--- DATA FOR REVIEW Enclosed Below ---

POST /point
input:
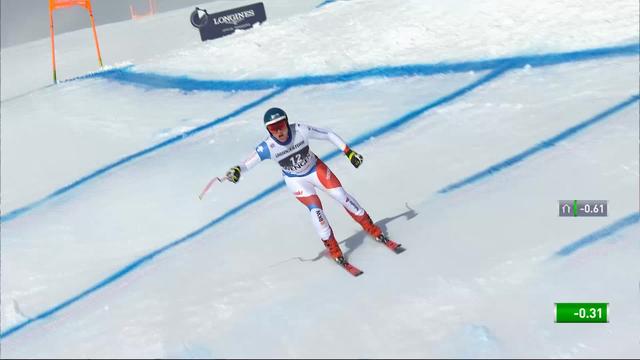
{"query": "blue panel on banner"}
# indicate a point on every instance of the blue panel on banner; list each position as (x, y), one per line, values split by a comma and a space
(213, 26)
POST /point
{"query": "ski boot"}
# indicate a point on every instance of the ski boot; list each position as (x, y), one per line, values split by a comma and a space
(334, 250)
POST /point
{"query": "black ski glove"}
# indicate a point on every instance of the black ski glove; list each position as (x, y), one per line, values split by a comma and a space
(355, 158)
(233, 174)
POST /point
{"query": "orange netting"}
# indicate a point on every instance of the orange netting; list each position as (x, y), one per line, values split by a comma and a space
(59, 4)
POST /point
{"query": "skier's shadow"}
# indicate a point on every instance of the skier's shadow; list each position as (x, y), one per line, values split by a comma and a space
(355, 241)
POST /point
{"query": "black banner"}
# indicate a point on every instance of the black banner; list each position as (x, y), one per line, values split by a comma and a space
(213, 26)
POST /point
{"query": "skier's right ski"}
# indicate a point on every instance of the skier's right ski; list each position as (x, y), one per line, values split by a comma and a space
(392, 245)
(350, 268)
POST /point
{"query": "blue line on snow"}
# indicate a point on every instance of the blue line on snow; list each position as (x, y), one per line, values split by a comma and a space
(359, 140)
(152, 80)
(491, 170)
(628, 220)
(17, 212)
(409, 70)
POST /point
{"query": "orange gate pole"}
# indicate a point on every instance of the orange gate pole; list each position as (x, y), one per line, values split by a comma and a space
(53, 47)
(95, 36)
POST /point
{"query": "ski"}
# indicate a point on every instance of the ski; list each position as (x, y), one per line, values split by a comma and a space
(351, 269)
(392, 245)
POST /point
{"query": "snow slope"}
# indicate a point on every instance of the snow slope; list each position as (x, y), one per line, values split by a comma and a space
(464, 168)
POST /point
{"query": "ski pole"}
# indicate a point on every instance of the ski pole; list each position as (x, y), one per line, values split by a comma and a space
(206, 188)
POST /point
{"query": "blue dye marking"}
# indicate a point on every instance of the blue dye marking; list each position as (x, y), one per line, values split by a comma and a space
(157, 81)
(590, 239)
(22, 210)
(137, 263)
(493, 169)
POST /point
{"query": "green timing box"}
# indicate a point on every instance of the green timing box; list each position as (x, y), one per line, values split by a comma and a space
(582, 312)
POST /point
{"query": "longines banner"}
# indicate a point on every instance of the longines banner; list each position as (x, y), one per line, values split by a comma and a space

--- End of Enclosed DATA FOR REVIEW ---

» WHAT THE EXERCISE ASKS
For each line above that contains "longines", make a copy.

» EXPECTED ANSWER
{"query": "longines banner"}
# indicate a point on every instance of the longines banner; list each position as (x, y), one per line, values split by a comma and a space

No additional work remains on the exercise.